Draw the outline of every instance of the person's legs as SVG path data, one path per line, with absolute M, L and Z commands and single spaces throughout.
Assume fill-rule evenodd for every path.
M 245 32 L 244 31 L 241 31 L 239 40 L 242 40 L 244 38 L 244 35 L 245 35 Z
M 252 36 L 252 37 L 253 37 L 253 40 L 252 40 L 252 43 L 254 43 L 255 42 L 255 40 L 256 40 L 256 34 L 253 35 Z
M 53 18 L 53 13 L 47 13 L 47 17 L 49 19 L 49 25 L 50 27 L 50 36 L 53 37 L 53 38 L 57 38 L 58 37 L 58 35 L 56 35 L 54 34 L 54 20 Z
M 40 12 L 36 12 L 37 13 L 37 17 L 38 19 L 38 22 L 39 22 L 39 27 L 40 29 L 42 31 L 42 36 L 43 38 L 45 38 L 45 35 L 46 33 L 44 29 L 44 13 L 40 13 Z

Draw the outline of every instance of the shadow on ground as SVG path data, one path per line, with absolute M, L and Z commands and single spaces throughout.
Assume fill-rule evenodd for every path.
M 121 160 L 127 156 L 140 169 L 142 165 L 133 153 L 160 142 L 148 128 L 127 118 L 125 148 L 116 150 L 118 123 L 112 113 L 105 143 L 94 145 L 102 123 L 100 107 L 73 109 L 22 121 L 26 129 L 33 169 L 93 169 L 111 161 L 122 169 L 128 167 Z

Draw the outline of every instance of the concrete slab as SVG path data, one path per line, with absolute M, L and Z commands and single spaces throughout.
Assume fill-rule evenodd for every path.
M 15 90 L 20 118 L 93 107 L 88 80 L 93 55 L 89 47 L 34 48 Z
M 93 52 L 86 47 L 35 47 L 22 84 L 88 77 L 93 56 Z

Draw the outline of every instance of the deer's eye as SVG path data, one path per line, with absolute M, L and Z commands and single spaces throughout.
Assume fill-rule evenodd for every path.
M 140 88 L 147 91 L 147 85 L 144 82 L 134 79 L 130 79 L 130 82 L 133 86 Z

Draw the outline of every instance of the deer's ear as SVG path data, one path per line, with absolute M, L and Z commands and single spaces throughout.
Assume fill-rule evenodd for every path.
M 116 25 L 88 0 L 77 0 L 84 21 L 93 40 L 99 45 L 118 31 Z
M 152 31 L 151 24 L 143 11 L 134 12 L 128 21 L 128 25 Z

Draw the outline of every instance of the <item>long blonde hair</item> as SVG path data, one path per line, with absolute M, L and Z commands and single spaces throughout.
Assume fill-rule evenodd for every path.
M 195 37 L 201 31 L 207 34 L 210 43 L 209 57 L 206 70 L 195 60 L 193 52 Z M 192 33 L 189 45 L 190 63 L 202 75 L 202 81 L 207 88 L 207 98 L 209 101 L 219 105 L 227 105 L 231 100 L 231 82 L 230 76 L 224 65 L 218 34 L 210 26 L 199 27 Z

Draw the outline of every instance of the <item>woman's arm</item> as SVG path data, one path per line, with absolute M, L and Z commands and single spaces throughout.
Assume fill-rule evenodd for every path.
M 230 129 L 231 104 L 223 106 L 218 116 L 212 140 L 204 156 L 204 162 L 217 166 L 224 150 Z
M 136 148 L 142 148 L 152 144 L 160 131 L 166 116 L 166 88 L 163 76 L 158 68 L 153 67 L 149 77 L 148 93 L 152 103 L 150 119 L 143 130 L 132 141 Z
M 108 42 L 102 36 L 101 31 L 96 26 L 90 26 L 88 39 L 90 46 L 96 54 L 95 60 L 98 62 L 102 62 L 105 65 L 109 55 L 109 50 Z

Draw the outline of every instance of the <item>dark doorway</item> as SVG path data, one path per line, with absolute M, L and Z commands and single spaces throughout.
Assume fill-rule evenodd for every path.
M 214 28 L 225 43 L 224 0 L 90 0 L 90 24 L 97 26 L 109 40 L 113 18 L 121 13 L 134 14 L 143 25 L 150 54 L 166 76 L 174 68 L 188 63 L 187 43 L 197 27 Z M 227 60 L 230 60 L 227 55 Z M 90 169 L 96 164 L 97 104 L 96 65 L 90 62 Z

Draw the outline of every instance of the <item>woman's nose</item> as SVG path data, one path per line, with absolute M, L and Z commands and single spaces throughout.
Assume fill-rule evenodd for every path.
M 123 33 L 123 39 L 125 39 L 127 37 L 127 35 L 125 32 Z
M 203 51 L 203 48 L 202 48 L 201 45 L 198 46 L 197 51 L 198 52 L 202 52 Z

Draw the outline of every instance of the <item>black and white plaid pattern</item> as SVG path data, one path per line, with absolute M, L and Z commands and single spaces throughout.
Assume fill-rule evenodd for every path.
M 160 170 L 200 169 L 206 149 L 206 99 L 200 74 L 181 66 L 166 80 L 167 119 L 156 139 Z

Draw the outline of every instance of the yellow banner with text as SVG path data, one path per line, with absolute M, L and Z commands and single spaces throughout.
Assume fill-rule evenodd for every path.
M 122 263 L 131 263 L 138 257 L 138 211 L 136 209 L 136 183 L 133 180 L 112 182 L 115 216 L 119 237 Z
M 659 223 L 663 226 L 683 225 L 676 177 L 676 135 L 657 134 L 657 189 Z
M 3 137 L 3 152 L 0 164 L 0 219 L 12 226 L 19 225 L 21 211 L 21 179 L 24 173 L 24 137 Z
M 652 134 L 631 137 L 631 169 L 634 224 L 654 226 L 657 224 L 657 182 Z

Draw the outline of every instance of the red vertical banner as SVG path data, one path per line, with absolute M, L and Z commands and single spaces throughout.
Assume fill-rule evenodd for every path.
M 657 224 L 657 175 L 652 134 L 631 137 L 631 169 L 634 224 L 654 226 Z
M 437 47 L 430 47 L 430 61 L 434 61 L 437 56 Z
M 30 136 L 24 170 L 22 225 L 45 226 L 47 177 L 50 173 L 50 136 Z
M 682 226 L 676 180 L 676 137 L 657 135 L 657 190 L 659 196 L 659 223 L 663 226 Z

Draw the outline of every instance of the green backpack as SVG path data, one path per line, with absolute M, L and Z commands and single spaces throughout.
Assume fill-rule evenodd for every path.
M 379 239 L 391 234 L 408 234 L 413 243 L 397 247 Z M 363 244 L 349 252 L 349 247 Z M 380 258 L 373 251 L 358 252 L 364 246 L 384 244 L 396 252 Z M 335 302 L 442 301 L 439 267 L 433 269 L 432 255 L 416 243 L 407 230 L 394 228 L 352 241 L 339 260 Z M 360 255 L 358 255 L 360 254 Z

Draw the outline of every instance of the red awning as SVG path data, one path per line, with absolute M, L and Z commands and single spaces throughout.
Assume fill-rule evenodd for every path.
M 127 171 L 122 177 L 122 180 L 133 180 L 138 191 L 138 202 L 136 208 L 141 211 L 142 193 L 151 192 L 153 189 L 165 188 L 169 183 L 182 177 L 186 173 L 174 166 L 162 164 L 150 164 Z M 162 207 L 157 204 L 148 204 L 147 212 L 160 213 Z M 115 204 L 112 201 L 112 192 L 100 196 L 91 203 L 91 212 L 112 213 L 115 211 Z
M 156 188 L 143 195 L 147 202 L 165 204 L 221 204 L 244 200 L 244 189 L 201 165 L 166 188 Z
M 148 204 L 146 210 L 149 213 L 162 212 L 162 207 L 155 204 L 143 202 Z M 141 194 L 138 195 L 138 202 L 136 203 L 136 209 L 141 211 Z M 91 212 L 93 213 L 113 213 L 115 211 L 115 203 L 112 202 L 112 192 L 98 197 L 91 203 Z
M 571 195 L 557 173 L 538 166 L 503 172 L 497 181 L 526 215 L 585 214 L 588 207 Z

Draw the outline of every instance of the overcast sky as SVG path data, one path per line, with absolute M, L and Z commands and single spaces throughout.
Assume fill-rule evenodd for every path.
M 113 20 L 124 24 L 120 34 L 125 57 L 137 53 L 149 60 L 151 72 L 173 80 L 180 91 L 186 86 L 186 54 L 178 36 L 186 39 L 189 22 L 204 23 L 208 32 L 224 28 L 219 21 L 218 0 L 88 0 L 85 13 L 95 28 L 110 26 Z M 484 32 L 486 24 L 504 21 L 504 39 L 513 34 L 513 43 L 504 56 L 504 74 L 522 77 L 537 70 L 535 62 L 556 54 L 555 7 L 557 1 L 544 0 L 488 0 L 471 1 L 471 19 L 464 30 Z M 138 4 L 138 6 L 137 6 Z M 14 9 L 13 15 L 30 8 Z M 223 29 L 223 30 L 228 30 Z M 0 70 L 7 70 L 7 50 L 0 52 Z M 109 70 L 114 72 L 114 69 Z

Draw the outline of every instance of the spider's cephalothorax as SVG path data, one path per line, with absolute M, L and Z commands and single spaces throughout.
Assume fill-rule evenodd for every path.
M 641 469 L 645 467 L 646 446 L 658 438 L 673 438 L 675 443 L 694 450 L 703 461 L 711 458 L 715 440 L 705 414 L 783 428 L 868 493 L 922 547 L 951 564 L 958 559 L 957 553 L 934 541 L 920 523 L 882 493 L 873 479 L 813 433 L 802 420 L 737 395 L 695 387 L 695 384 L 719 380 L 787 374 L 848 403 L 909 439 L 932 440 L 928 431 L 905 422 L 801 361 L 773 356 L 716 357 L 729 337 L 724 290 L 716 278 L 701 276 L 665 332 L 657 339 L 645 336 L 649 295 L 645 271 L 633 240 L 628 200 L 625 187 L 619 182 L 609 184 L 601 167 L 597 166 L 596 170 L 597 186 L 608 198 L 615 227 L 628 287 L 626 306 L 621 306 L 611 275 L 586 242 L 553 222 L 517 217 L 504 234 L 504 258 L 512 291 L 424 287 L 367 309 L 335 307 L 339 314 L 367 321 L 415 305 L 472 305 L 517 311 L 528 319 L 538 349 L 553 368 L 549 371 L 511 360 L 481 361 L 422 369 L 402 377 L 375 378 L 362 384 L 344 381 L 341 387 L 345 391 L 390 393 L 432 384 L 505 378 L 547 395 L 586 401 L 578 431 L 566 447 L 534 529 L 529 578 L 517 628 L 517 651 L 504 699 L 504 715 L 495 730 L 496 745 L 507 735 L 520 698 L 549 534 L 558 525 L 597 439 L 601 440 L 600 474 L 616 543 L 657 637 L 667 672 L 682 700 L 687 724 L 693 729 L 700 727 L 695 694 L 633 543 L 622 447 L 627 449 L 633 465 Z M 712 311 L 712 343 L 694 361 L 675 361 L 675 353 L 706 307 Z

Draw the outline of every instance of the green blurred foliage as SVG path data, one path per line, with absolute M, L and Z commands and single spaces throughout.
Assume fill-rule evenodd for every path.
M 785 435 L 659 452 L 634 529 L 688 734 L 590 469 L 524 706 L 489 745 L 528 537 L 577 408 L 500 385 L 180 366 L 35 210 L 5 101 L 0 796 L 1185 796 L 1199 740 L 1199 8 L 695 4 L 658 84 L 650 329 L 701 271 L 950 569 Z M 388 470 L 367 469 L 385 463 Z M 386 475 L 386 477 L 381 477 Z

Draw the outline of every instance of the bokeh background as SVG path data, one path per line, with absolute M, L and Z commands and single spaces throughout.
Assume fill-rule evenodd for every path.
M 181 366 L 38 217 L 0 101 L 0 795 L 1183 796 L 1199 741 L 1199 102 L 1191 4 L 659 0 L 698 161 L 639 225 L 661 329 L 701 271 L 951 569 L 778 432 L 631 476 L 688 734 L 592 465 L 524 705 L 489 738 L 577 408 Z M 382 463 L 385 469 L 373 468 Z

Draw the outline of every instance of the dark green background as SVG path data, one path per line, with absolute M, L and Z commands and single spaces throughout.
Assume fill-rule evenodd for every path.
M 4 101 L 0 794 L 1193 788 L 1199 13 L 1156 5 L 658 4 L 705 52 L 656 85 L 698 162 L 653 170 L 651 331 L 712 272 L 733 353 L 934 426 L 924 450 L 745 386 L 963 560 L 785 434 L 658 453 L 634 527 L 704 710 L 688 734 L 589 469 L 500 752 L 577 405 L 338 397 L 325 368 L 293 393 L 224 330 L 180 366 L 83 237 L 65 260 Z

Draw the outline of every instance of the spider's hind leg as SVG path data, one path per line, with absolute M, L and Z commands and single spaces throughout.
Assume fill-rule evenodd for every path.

PROBLEM STATEMENT.
Please render the lines above, from the line with "Draw the outline of every instance of the overcast" to the line with "M 113 20 L 124", both included, as a JSON list of strings with one string per line and blank lines left out.

TASK ANSWER.
[
  "Draw the outline of every instance of the overcast sky as SVG path data, one path per line, with absolute M, L and Z commands and single spaces throughout.",
  "Assume fill-rule evenodd for every path.",
  "M 113 20 L 124 24 L 120 34 L 125 57 L 137 53 L 149 60 L 151 72 L 173 80 L 180 91 L 186 86 L 186 54 L 178 36 L 186 39 L 189 22 L 204 23 L 208 32 L 224 28 L 219 21 L 218 0 L 88 0 L 85 13 L 95 28 L 110 26 Z M 484 32 L 486 24 L 504 21 L 504 39 L 513 34 L 513 43 L 504 56 L 504 74 L 522 77 L 537 70 L 535 62 L 556 54 L 555 7 L 557 1 L 544 0 L 488 0 L 471 1 L 471 19 L 464 30 Z M 138 4 L 138 6 L 137 6 Z M 14 9 L 13 15 L 30 8 Z M 223 29 L 223 30 L 228 30 Z M 0 70 L 7 70 L 7 50 L 0 52 Z M 109 70 L 114 72 L 114 69 Z"
]